Звезды ясные, звезды прекрасные,
Нашептали земле сказки чудные,
Лепестки развернулись атласные,
Зашептали листы изумрудные…
Дальше — он все портит. Но у него в других местах есть (хотя и весьма редко) еще лучшие отдельные строчки, но я наизусть не помню, а книг его — не достать.
Я нарочно взял поэта крайне слабого. Но если мы подымемся к Подолинскому, Щербине, Вл. Соловьеву или к любому современнику Пушкина, то найдем, иногда, удивительные стихотворения, от которых трепещешь. Мало (по 1-2-3 на автора), но они есть.
Так что, по-моему, «первый ряд» включает не только Пушкина, Тютчева или Лермонтова (a propos у последнего, пожалуй, 9/19 стихов — макулатура, черновики, хуже Байрона), но и Сумарокова, Плетнева, Бутурлина или Асеева, хотя и в незначительных дозах. А все, что ценно — заслуживает быть не только отмеченным, но и… любимым!

▸ Блок данных:

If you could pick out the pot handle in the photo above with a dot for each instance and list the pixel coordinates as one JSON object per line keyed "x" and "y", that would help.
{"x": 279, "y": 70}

▸ Цель задания:
Ответьте на вопросы по исходному фрагменту:
1. Каких поэтов автор перечисляет после слов «если мы подымемся к»?
2. Почему автор не может привести лучшие строчки слабого поэта?
3. Какую долю стихов Лермонтова автор называет макулатурой?

▸ Готовое решение:
1. Подолинского, Щербину и Вл. Соловьева, а также любого современника Пушкина.
2. Автор не помнит их наизусть, а книг этого поэта не достать.
3. 9/19.